-- BEGIN Information shown --
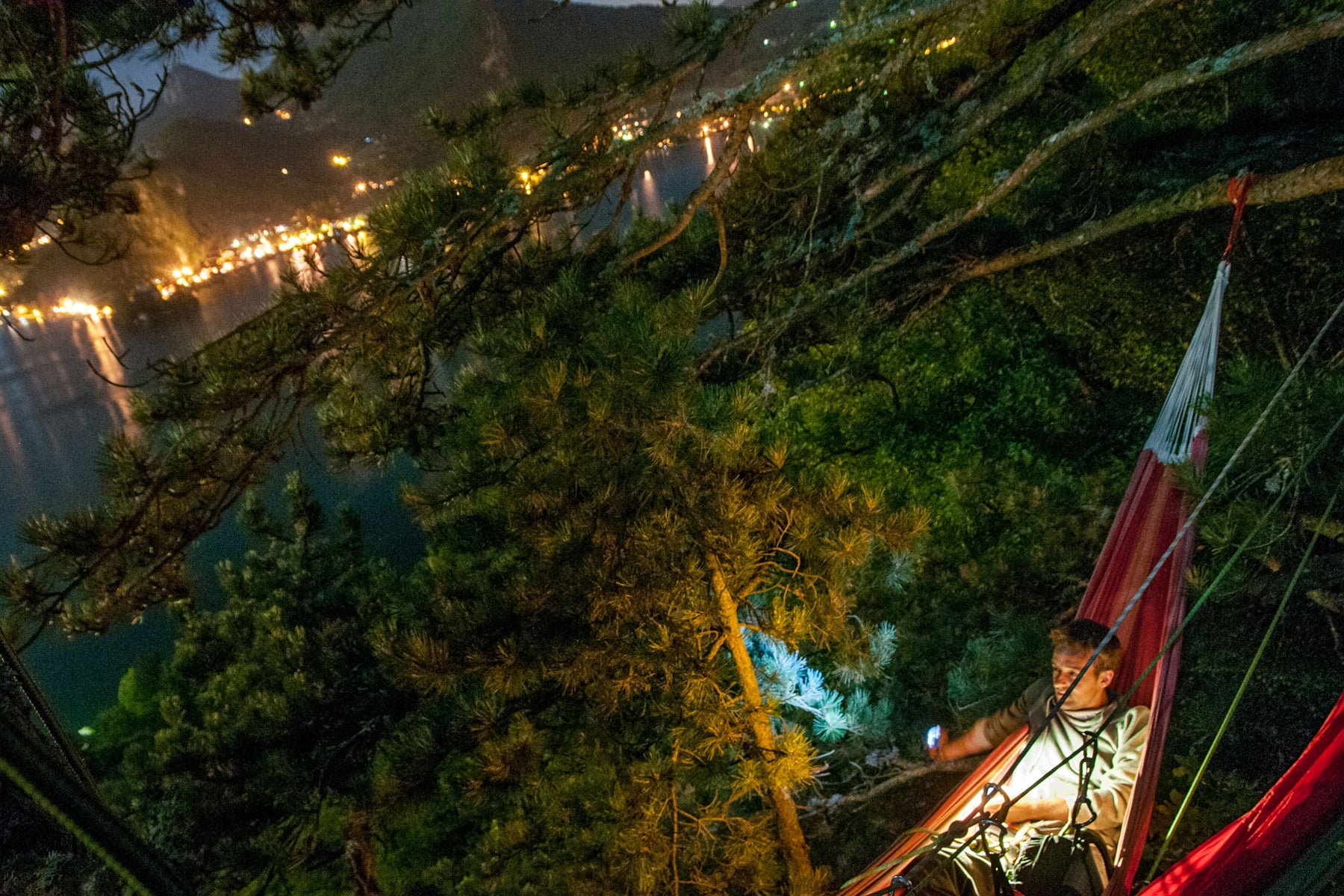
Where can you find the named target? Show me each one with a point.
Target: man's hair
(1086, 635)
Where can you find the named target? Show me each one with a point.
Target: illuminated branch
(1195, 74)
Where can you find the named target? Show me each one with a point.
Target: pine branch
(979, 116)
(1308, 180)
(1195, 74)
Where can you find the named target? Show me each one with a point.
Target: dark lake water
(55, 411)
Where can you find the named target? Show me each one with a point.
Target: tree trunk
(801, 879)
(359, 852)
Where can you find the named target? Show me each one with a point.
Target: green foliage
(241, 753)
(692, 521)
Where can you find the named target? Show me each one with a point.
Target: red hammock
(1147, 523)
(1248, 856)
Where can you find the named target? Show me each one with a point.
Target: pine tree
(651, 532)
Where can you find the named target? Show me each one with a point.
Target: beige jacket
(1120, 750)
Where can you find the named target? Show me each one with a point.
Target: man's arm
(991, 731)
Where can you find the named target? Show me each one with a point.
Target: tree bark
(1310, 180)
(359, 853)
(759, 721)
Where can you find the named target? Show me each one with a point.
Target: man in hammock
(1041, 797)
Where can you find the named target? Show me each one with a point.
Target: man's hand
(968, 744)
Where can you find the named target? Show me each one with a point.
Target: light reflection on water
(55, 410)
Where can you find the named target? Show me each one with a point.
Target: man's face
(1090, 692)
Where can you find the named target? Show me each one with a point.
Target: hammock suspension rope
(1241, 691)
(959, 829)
-- END Information shown --
**Short task**
Tally the lines of the material above that contain the string "pine", counting a match only when its letter case is identical, and reply with the number alone.

**Result of this exercise**
2